(Point annotation dataset lines)
## begin

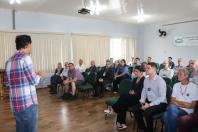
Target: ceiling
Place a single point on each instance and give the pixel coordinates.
(124, 11)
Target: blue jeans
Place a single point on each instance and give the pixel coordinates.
(26, 121)
(170, 117)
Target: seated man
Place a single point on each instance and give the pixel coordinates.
(92, 68)
(121, 73)
(80, 66)
(153, 99)
(64, 74)
(56, 78)
(166, 72)
(180, 65)
(104, 77)
(171, 63)
(75, 78)
(130, 99)
(183, 101)
(193, 71)
(187, 122)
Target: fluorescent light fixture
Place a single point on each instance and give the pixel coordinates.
(15, 1)
(95, 7)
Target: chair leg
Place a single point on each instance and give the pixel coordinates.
(155, 126)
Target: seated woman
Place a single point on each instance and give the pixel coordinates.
(131, 99)
(104, 78)
(187, 122)
(121, 73)
(56, 78)
(75, 78)
(183, 101)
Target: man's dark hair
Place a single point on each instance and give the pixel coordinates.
(152, 64)
(22, 41)
(137, 58)
(140, 68)
(71, 63)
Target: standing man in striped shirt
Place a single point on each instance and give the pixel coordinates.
(21, 79)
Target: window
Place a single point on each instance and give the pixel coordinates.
(115, 48)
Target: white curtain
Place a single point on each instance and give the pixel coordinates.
(90, 47)
(47, 49)
(50, 48)
(123, 48)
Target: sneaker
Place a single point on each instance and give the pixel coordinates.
(122, 126)
(108, 111)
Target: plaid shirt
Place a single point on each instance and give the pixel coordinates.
(21, 79)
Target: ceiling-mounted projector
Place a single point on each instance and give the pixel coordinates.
(84, 11)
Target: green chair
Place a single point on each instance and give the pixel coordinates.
(124, 87)
(195, 130)
(157, 64)
(130, 69)
(168, 81)
(159, 116)
(161, 66)
(89, 84)
(174, 80)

## end

# [Prompt]
Can you repeat every one of the lines above word for word, leaving the pictures out of your answer?

# [Solution]
Target: ceiling
Place a single point on each instance and give the pixel coordinates.
(124, 11)
Target: blue jeans
Place a single point on each instance and give the pixel coordinates.
(26, 121)
(170, 117)
Target: seated man
Place a single point on each instance and give the pixel coordinates.
(92, 68)
(121, 73)
(80, 66)
(153, 99)
(64, 74)
(56, 78)
(166, 72)
(180, 65)
(104, 77)
(171, 63)
(75, 78)
(130, 99)
(183, 101)
(193, 71)
(187, 122)
Target: fluorescent light fixture
Place a single point on each instance and give the pixel coordinates.
(15, 1)
(95, 7)
Target: chair leg
Place a single point on each instance and give the pixel coordinates.
(155, 126)
Target: seated woman
Place a single point on each instance and give the pixel coordinates.
(131, 99)
(104, 78)
(187, 122)
(121, 73)
(56, 78)
(75, 78)
(183, 101)
Target: man's dark hair
Place a single point on each instance and give the pixel coordinates.
(152, 64)
(22, 41)
(137, 58)
(140, 68)
(71, 63)
Target: standing man in striped shirt
Place a single point on each instance and give the pixel coordinates.
(21, 79)
Target: window
Place a single point on each instance and give the pixel coordinates.
(115, 48)
Target: white curtain
Place a single point on each instance and give the pixel coordinates.
(90, 47)
(47, 49)
(50, 48)
(123, 48)
Target: sneaker
Place a single point on each instance and give the pixel coordinates.
(122, 126)
(108, 111)
Target: plaid shirt
Place a single point on each instance and give the pixel coordinates.
(21, 79)
Target: ceiling-mounted projector
Place a single point on each instance and give the pixel coordinates.
(84, 11)
Target: green chair
Place a single point on each instance and give the pixel coordinates.
(124, 87)
(195, 130)
(157, 64)
(130, 69)
(168, 81)
(159, 116)
(161, 66)
(89, 84)
(174, 80)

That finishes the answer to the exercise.